Restate the entries below exactly. Images are not part of the copy.

[Collected data]
---

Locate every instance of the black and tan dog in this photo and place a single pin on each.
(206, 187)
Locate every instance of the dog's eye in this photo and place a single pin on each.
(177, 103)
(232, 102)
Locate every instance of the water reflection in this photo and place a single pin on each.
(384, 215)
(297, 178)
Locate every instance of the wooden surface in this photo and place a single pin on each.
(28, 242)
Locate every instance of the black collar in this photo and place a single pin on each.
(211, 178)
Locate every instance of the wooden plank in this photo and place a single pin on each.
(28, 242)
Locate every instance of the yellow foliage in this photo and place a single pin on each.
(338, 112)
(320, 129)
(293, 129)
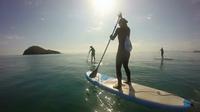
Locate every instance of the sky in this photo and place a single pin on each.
(71, 26)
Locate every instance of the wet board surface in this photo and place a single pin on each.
(163, 59)
(141, 94)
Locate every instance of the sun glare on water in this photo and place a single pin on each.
(103, 6)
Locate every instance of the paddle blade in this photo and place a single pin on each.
(94, 73)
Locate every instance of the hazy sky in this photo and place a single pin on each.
(74, 25)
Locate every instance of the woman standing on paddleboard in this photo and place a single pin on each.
(123, 53)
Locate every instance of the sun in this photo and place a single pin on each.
(103, 6)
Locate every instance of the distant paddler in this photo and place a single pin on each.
(92, 52)
(162, 53)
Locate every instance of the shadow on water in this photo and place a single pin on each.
(100, 101)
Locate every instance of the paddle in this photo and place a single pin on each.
(94, 73)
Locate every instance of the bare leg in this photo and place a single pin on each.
(125, 65)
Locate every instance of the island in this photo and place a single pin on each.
(196, 51)
(36, 50)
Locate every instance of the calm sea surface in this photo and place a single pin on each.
(56, 83)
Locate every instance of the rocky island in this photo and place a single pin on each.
(35, 50)
(196, 51)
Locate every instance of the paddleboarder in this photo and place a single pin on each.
(123, 53)
(92, 51)
(162, 53)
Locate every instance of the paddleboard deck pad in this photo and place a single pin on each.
(141, 94)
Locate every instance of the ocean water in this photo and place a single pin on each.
(56, 83)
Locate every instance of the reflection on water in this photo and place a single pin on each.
(161, 64)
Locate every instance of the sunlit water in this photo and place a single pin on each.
(55, 83)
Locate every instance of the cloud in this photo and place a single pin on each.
(96, 27)
(144, 18)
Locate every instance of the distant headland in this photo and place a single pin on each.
(36, 50)
(196, 51)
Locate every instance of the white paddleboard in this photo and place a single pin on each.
(141, 94)
(163, 59)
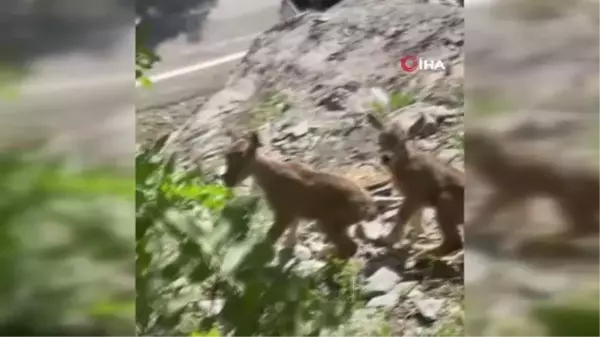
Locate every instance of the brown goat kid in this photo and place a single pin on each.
(424, 181)
(295, 192)
(516, 177)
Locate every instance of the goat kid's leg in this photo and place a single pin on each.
(282, 222)
(448, 218)
(291, 238)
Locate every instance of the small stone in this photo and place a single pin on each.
(302, 252)
(299, 129)
(429, 308)
(386, 301)
(309, 267)
(424, 126)
(212, 307)
(391, 298)
(372, 230)
(381, 282)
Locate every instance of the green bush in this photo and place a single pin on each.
(196, 248)
(65, 248)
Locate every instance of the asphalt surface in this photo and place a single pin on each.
(87, 100)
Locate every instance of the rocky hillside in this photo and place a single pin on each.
(323, 66)
(307, 83)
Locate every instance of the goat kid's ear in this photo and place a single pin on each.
(231, 134)
(375, 121)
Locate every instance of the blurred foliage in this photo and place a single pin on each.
(201, 266)
(66, 247)
(575, 314)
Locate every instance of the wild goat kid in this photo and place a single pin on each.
(295, 192)
(515, 177)
(424, 181)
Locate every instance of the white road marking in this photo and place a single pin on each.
(195, 67)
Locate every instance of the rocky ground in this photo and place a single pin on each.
(307, 84)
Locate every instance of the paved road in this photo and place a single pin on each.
(87, 98)
(192, 69)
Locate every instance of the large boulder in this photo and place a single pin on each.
(325, 65)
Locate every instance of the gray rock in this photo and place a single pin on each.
(429, 308)
(324, 63)
(382, 281)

---

Result of the exercise:
Locate every instance of the black and tan dog in this photo and place a single pin on each.
(206, 187)
Locate every instance of the dog's eye in this photo and place a single pin on each.
(177, 103)
(232, 102)
Locate every instance of the water reflection in this photo and place a single pin on each.
(384, 215)
(297, 178)
Locate every instance of the wooden surface in this photo and place a single pin on each.
(28, 242)
Locate every instance of the black collar in this photo and place a single pin on each.
(211, 178)
Locate every instance of the wooden plank in this photo and place a single pin on each.
(28, 242)
Locate every instance of the yellow foliage in this photo and place a single pin on each.
(338, 112)
(320, 129)
(293, 129)
Locate every instance of the sky in this photo and place a single pin on each.
(71, 26)
Locate every instance of the wet board surface in this photo and place a single pin on each.
(163, 59)
(141, 94)
Locate every instance of the sun glare on water in this photo and place a single pin on each.
(103, 6)
Locate every instance of the paddle blade in this photo and place a single pin on each.
(94, 73)
Locate every instance of the hazy sky in this photo and place a single pin on each.
(74, 25)
Locate every instance of the woman standing on paddleboard in this photo and place a single pin on each.
(123, 53)
Locate every instance of the sun in this photo and place a single pin on each.
(103, 6)
Locate every instance of the distant paddler in this photo and place a single pin on each.
(92, 52)
(162, 53)
Locate every instance of the shadow on water in this photo and place a single pin on each.
(100, 101)
Locate every instance of the paddle in this photo and place a single pin on each.
(94, 73)
Locate every instance of the bare leg in this photo and place a single pin on each.
(125, 65)
Locate every instance of the island in this photo and place a single pin on each.
(196, 51)
(36, 50)
Locate every instance of the calm sea surface in this photo and place a single pin on each.
(56, 83)
Locate every instance of the rocky island in this photo and place a single pin on each.
(35, 50)
(196, 51)
Locate every instance of the paddleboarder in this photo and place a single pin on each.
(123, 53)
(92, 51)
(162, 53)
Locate every instance of the paddleboard deck pad in this photo and place a single pin on each.
(141, 94)
Locate every instance of the ocean water in this photo and place a single pin on each.
(56, 83)
Locate every instance of the reflection on water in this photo and place a single pin on each.
(161, 64)
Locate every instance of the sunlit water in this photo and place a single pin on each.
(55, 83)
Locate every instance of the cloud in this photo and place a single pin on each.
(96, 27)
(144, 18)
Locate every instance of the distant headland in this photo and place a single pin on each.
(36, 50)
(196, 51)
Locate every instance of the white paddleboard in this photo and place a single pin on each.
(141, 94)
(163, 59)
Locate every instance of the brown goat kid in this photo and place a single pin on each.
(424, 181)
(295, 192)
(516, 177)
Locate every instance of the goat kid's leg in this photo and place a single pin on each.
(282, 222)
(448, 218)
(291, 238)
Locate every instance of the small stone in this photo and place a single pin on each.
(302, 252)
(299, 129)
(429, 308)
(386, 301)
(309, 267)
(424, 126)
(212, 307)
(391, 298)
(372, 230)
(381, 282)
Locate every instance of the green bush in this photo and place a single pin on each.
(196, 248)
(65, 248)
Locate every instance of the asphalt surface in this photo and place a single pin on each.
(87, 100)
Locate every instance of the rocky hillside in this photo and place a single pin on each.
(323, 66)
(307, 83)
Locate every instance of the goat kid's ear in this photo and place a single pin on each.
(231, 134)
(375, 121)
Locate every instance of the blurred foliage in this photo and place a single pin on each.
(201, 266)
(66, 247)
(575, 314)
Locate every instance of the wild goat kid in this photo and place a single pin on each.
(295, 192)
(515, 177)
(424, 181)
Locate every instance of the white road marking in this photo and place a single pin on each.
(195, 67)
Locate every instance of the rocky ground in this photo and place a single pin on each.
(307, 84)
Locate every instance of the paved road in this photo and place a single pin on each.
(87, 98)
(192, 69)
Locate every instance of the large boulder in this photo and place a single pin on each.
(325, 65)
Locate every instance of the gray rock in this photo and place a single pin on each.
(429, 308)
(324, 63)
(382, 281)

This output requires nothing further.